#### [WHAT TO PRODUCE]
Rewrite every one of the records below in full, requests included, and offset each coordinate in the answers by adding 76 to it.

....

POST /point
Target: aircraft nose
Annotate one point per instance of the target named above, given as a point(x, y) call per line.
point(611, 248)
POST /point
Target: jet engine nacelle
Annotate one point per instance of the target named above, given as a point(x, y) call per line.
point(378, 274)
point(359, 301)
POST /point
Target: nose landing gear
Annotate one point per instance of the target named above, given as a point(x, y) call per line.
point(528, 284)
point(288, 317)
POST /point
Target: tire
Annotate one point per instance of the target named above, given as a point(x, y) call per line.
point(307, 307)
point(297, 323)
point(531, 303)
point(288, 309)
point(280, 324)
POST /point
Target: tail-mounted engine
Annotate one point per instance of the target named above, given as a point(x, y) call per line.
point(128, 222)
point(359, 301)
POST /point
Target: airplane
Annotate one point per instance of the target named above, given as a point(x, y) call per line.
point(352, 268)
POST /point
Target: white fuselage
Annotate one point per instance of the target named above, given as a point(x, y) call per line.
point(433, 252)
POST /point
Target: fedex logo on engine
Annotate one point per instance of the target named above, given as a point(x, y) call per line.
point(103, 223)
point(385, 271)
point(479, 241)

....

#### [EXERCISE RESPONSE]
POST /point
Target: aircraft nose
Annotate one point per instance of the target named above, given as a point(x, y) call per line.
point(687, 324)
POST /point
Target: jet engine nacelle
Annotate one point per instance of the target named above, given as a point(x, y) call per line.
point(454, 350)
point(435, 377)
POST /point
Target: nose landing gear
Annotate one point per instance of the target named above, given as a point(x, y) call per line.
point(604, 360)
point(364, 393)
POST /point
Target: tire
Annotate one point per instance of the target named above, given as a point(x, y) call per line.
point(383, 383)
point(373, 399)
point(607, 379)
point(364, 385)
point(356, 400)
POST /point
Target: tail-mounted engine
Annotate one point per instance of the target named above, given as a point(x, y) call per line.
point(204, 298)
point(435, 377)
POST /point
Target: airplane
Annotate one point per instance of the target named above, given as a point(x, y) call per line.
point(428, 344)
POST /point
Target: white fuselage
Annotate one point per instance of the target named above, given as a point(x, y) call per line.
point(509, 328)
POST /point
Target: fedex logo on engine
Annotate one point per instance of the target named above, given as a point(x, y) call per line.
point(179, 299)
point(461, 347)
point(555, 317)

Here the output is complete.